Write out only the lines from the start of the entries up to and including the line with "TARGET = red banner"; please skip the pictures.

▸ INFORMATION SUPPLIED:
━━━━━━━━━━━━━━━━━━━━

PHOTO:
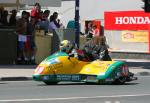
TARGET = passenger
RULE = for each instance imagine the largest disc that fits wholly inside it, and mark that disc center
(71, 49)
(96, 48)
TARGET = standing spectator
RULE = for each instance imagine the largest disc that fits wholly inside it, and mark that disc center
(4, 20)
(44, 23)
(1, 13)
(30, 44)
(21, 29)
(12, 20)
(35, 12)
(53, 25)
(54, 22)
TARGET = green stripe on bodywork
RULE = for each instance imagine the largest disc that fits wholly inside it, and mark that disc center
(110, 70)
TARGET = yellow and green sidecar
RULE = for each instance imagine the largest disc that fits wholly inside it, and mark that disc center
(61, 67)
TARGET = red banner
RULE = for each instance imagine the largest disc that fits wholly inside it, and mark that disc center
(126, 20)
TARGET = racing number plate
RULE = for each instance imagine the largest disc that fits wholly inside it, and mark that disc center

━━━━━━━━━━━━━━━━━━━━

▸ RESPONSE BOX:
PHOTO:
TARGET = passenger
RULE = for each instance imagine the largest disc that fits wholly inside it, and mark that disc center
(71, 49)
(96, 48)
TARGET = standing spectator
RULE = for each instance imagine the largest disc that fits wholly inside it, and mark that disc center
(4, 20)
(44, 23)
(1, 13)
(30, 44)
(21, 29)
(12, 20)
(35, 12)
(53, 25)
(54, 22)
TARGET = green stripe on bodywork
RULE = for each instance imagine the largest disc that fits wholly inside it, and mark that disc center
(110, 70)
TARGET = yellow and green sidecar
RULE = for each instance imagine the largest disc that fits wholly inside it, and mark that disc center
(61, 67)
TARGET = red banner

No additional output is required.